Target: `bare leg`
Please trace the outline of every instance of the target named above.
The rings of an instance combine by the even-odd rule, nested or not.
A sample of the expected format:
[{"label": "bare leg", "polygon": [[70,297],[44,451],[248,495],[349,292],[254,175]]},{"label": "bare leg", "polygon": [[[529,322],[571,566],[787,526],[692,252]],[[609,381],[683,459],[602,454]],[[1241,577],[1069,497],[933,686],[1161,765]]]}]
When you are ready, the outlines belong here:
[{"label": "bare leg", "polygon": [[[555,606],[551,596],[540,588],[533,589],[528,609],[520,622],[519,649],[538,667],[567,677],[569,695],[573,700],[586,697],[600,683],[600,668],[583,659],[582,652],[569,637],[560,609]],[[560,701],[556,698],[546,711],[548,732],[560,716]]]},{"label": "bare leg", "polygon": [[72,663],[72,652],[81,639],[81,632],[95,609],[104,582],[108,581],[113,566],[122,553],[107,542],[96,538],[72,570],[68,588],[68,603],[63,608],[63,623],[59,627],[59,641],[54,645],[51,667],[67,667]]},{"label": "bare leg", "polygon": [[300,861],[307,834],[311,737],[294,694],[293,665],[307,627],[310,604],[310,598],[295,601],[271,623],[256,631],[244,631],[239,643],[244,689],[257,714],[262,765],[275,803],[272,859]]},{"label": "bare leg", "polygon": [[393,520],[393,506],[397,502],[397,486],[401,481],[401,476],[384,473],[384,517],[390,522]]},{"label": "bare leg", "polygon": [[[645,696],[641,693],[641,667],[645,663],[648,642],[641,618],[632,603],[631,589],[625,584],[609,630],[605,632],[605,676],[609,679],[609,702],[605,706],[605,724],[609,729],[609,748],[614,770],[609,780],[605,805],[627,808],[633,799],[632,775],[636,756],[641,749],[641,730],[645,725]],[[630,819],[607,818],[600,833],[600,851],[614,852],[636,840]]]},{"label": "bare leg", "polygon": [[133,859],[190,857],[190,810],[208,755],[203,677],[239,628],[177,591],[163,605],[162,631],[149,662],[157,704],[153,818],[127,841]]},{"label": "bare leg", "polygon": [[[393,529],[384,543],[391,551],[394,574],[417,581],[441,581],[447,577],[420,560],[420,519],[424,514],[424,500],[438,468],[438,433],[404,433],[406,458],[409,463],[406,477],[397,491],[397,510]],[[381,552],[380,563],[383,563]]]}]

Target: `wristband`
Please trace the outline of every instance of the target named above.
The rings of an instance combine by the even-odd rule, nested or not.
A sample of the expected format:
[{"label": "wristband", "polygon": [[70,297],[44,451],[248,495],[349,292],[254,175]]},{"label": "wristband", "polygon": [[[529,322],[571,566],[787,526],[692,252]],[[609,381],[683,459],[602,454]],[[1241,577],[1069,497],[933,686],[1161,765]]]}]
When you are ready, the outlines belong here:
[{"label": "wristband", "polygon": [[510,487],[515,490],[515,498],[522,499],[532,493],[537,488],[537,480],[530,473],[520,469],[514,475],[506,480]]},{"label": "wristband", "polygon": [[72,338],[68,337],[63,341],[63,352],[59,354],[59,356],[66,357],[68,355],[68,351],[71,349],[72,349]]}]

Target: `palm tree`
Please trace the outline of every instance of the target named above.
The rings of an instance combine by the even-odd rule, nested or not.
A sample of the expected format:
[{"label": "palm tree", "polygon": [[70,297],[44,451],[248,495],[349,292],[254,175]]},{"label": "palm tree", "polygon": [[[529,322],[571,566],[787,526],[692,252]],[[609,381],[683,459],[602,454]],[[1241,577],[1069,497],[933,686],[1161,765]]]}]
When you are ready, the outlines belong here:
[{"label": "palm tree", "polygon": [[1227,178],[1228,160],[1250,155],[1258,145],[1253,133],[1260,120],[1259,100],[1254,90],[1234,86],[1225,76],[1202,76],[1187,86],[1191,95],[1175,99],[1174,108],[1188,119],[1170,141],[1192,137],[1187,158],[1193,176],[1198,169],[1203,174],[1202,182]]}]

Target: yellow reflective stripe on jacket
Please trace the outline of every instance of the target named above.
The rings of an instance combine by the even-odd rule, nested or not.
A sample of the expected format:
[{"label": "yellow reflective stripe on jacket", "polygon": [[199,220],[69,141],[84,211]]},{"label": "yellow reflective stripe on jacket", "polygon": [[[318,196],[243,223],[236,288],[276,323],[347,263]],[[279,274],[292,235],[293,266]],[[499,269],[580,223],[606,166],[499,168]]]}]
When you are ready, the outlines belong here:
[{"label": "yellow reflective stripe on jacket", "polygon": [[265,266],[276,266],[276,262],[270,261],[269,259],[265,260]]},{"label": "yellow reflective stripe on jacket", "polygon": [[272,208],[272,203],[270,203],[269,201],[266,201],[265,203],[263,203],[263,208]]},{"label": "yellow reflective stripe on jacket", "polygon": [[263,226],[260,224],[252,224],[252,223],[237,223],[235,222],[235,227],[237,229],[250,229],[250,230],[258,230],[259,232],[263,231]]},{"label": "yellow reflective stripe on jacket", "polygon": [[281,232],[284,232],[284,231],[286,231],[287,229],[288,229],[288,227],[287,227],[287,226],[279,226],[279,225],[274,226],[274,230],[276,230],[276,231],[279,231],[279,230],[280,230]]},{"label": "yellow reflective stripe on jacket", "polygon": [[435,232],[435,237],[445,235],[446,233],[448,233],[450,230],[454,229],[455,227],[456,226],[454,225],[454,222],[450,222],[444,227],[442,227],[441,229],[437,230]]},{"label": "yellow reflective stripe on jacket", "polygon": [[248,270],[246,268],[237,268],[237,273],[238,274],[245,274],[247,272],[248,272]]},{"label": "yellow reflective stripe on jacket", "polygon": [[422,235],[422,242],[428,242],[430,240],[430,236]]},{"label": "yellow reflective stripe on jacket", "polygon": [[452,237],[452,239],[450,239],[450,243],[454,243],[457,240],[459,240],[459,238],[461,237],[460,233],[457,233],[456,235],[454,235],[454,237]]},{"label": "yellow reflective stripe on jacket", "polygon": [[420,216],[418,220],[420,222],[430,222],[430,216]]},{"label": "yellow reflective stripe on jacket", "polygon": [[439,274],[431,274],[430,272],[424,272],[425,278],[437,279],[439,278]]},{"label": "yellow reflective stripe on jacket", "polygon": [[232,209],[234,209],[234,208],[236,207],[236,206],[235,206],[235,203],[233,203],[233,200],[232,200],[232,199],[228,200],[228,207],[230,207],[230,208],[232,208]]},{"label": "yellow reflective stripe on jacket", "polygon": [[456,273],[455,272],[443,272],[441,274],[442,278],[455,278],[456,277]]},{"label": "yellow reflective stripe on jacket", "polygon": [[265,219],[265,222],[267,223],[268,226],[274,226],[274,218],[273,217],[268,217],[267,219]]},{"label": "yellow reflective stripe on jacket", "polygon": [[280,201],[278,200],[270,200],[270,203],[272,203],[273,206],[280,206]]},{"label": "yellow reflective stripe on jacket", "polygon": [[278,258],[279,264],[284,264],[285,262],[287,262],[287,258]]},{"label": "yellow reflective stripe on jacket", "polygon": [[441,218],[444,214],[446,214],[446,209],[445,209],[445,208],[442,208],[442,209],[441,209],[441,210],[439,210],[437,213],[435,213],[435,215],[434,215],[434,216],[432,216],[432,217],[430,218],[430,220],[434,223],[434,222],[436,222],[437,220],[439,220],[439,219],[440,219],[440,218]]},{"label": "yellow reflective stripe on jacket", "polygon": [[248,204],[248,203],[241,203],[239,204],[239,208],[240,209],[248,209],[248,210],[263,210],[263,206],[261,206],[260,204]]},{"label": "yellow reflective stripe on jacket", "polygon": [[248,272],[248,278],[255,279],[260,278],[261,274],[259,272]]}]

◆ ◆ ◆ ◆ ◆ ◆ ◆

## Problem to solve
All the lines above should be written out once more, exactly.

## Your response
Target: `bare leg`
Please trace the outline of every instance of the target named above.
The rings of an instance combine by the even-odd rule, nested or not.
A sample of the expected format:
[{"label": "bare leg", "polygon": [[70,297],[44,451],[248,495],[349,292],[254,175]]},{"label": "bare leg", "polygon": [[[529,322],[571,566],[787,526],[692,252]],[[609,381],[683,459],[602,454]],[[1241,577],[1069,497],[933,686],[1161,765]]]}]
When you are ready, the outlines belong here:
[{"label": "bare leg", "polygon": [[[555,606],[551,596],[540,588],[533,589],[528,609],[520,622],[519,649],[538,667],[567,677],[569,695],[573,700],[586,697],[600,683],[600,668],[583,659],[582,652],[569,637],[560,609]],[[560,701],[556,698],[546,711],[548,732],[560,716]]]},{"label": "bare leg", "polygon": [[72,663],[72,652],[81,639],[81,632],[95,609],[104,582],[108,581],[113,566],[122,553],[107,542],[96,538],[72,570],[68,588],[68,603],[63,608],[63,623],[59,627],[59,641],[54,645],[51,667],[67,667]]},{"label": "bare leg", "polygon": [[300,861],[307,834],[311,737],[294,694],[293,665],[307,627],[310,604],[310,598],[295,601],[271,623],[256,631],[244,631],[239,643],[244,689],[257,714],[262,765],[275,803],[272,859]]},{"label": "bare leg", "polygon": [[393,520],[393,506],[397,502],[397,486],[401,481],[401,476],[384,473],[384,517],[390,522]]},{"label": "bare leg", "polygon": [[[645,696],[641,693],[641,667],[645,663],[648,642],[641,618],[632,603],[631,589],[625,584],[609,630],[605,632],[605,676],[609,679],[609,702],[605,706],[605,724],[609,729],[609,748],[614,770],[609,780],[605,805],[627,808],[633,799],[632,775],[636,756],[641,749],[641,730],[645,725]],[[630,819],[607,818],[600,833],[600,851],[614,852],[636,840]]]},{"label": "bare leg", "polygon": [[133,859],[190,857],[190,810],[208,755],[203,677],[239,628],[177,591],[163,605],[162,631],[149,662],[157,704],[153,818],[127,841]]},{"label": "bare leg", "polygon": [[[393,529],[384,543],[391,551],[394,574],[417,581],[441,581],[447,577],[420,560],[420,519],[424,514],[424,500],[438,468],[438,433],[404,433],[406,458],[409,463],[406,477],[397,491],[397,510]],[[381,552],[380,563],[383,563]]]}]

Target: `wristband`
Please trace the outline of every instance of the target named above.
The rings of an instance combine by the even-odd rule, nested or not.
A sample of the expected format:
[{"label": "wristband", "polygon": [[70,297],[44,451],[248,495],[349,292],[254,175]]},{"label": "wristband", "polygon": [[[529,322],[571,566],[787,526],[692,252]],[[609,381],[683,459],[602,454]],[[1241,577],[1069,497],[933,686],[1161,765]]]}]
When you are ready, the outlines belong here:
[{"label": "wristband", "polygon": [[510,487],[515,490],[515,498],[522,499],[532,493],[537,488],[537,480],[530,473],[520,469],[514,475],[506,480]]},{"label": "wristband", "polygon": [[72,338],[68,337],[63,341],[63,352],[59,354],[59,356],[66,357],[68,355],[68,351],[71,349],[72,349]]}]

Target: `palm tree`
Please trace the outline of every instance of the target named above.
The rings of an instance combine by the even-odd rule, nested or not.
A sample of the expected format:
[{"label": "palm tree", "polygon": [[70,297],[44,451],[248,495],[349,292],[254,175]]},{"label": "palm tree", "polygon": [[[529,322],[571,566],[787,526],[692,252]],[[609,381],[683,459],[602,454]],[[1241,577],[1069,497],[933,686],[1161,765]]]}]
When you are ready, the outlines belong here:
[{"label": "palm tree", "polygon": [[1227,178],[1228,160],[1250,155],[1258,145],[1253,133],[1260,120],[1259,100],[1254,90],[1234,86],[1225,76],[1202,76],[1187,86],[1191,95],[1175,99],[1174,108],[1188,119],[1170,141],[1192,137],[1187,158],[1193,176],[1198,169],[1203,174],[1202,182]]}]

Target: yellow reflective stripe on jacket
Please trace the outline of every instance of the target named above.
The rings of an instance combine by the even-odd rule, nested or not.
A sample of the expected format:
[{"label": "yellow reflective stripe on jacket", "polygon": [[199,220],[69,141],[84,211]]},{"label": "yellow reflective stripe on jacket", "polygon": [[[318,196],[243,223],[236,288],[276,323],[347,263]],[[279,274],[292,235],[293,266]],[[499,269],[580,223],[606,166],[499,168]]]}]
When you are ready, the outlines belong here:
[{"label": "yellow reflective stripe on jacket", "polygon": [[265,266],[276,266],[276,262],[270,261],[269,259],[265,260]]},{"label": "yellow reflective stripe on jacket", "polygon": [[272,208],[272,203],[270,203],[269,201],[266,201],[265,203],[263,203],[263,208]]},{"label": "yellow reflective stripe on jacket", "polygon": [[263,226],[260,224],[252,224],[252,223],[237,223],[235,222],[235,227],[237,229],[250,229],[250,230],[258,230],[259,232],[263,231]]},{"label": "yellow reflective stripe on jacket", "polygon": [[281,232],[284,232],[284,231],[286,231],[287,229],[288,229],[288,227],[287,227],[287,226],[279,226],[279,225],[274,226],[274,230],[276,230],[276,231],[279,231],[279,230],[280,230]]},{"label": "yellow reflective stripe on jacket", "polygon": [[435,232],[435,237],[445,235],[446,233],[448,233],[450,230],[454,229],[455,227],[456,226],[454,225],[454,222],[450,222],[444,227],[442,227],[441,229],[437,230]]},{"label": "yellow reflective stripe on jacket", "polygon": [[248,270],[246,268],[237,268],[237,273],[238,274],[245,274],[247,272],[248,272]]},{"label": "yellow reflective stripe on jacket", "polygon": [[422,235],[422,242],[428,242],[430,240],[430,236]]},{"label": "yellow reflective stripe on jacket", "polygon": [[452,237],[452,239],[450,239],[450,243],[454,243],[457,240],[459,240],[459,238],[461,237],[460,233],[457,233],[456,235],[454,235],[454,237]]},{"label": "yellow reflective stripe on jacket", "polygon": [[420,216],[418,220],[420,222],[430,222],[430,216]]},{"label": "yellow reflective stripe on jacket", "polygon": [[439,274],[431,274],[430,272],[424,272],[425,278],[437,279],[439,278]]},{"label": "yellow reflective stripe on jacket", "polygon": [[232,209],[234,209],[234,208],[236,207],[236,206],[235,206],[235,203],[233,203],[233,200],[232,200],[232,199],[228,200],[228,207],[230,207],[230,208],[232,208]]},{"label": "yellow reflective stripe on jacket", "polygon": [[456,273],[455,272],[443,272],[441,274],[442,278],[455,278],[456,277]]},{"label": "yellow reflective stripe on jacket", "polygon": [[265,219],[265,222],[267,223],[268,226],[274,226],[274,218],[273,217],[268,217],[267,219]]},{"label": "yellow reflective stripe on jacket", "polygon": [[280,201],[278,200],[270,200],[270,203],[272,203],[273,206],[280,206]]},{"label": "yellow reflective stripe on jacket", "polygon": [[278,258],[279,264],[284,264],[285,262],[287,262],[287,258]]},{"label": "yellow reflective stripe on jacket", "polygon": [[441,218],[444,214],[446,214],[446,209],[445,209],[445,208],[442,208],[442,209],[441,209],[441,210],[439,210],[437,213],[435,213],[435,215],[434,215],[434,216],[432,216],[432,217],[430,218],[430,220],[434,223],[434,222],[436,222],[437,220],[439,220],[439,219],[440,219],[440,218]]},{"label": "yellow reflective stripe on jacket", "polygon": [[248,204],[248,203],[241,203],[239,204],[239,208],[240,209],[248,209],[248,210],[263,210],[263,206],[261,206],[260,204]]},{"label": "yellow reflective stripe on jacket", "polygon": [[248,272],[248,278],[255,279],[260,278],[261,274],[259,272]]}]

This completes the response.